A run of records
··········

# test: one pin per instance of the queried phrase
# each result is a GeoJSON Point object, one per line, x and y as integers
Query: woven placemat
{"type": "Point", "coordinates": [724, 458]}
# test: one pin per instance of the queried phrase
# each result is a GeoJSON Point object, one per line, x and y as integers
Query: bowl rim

··········

WHAT TO PRODUCE: Write out the records above line for line, with nothing changed.

OUTPUT BELOW:
# test: one pin per instance of the queried phrase
# each result is a GeoJSON Point object, one per line, x and y as integers
Query: woven placemat
{"type": "Point", "coordinates": [724, 458]}
# test: one pin per instance of the queried phrase
# each result is a GeoJSON Point object, one per line, x and y as integers
Query: bowl rim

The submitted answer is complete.